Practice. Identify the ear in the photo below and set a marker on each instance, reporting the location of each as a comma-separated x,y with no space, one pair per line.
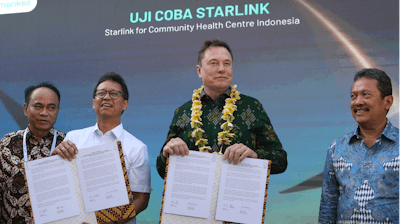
25,107
126,103
198,69
388,101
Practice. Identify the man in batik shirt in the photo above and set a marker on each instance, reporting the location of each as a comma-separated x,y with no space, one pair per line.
361,175
220,119
42,104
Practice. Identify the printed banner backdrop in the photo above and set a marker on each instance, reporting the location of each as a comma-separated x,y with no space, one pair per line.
298,58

Required work |
Print each of the records above exactly as written, leaving no picture in the copy.

Exercise response |
Practice. Identify the ear in the photo below and set a marker on each instance, reporting the location of each as a comma-separated x,y with no space, one pair per line.
25,107
126,103
198,69
388,101
Practice. Identify the man in batik shirt in the photo above and set a marker on each instance, reporting the location of each as a comma-separated x,y with no space, one pair per line.
361,175
220,119
42,104
Practice. Identify the printed banner backdrop in the photo above and set a marker on each instance, reporting the location of each as a comma-separated x,y with no space, one pair per line.
298,58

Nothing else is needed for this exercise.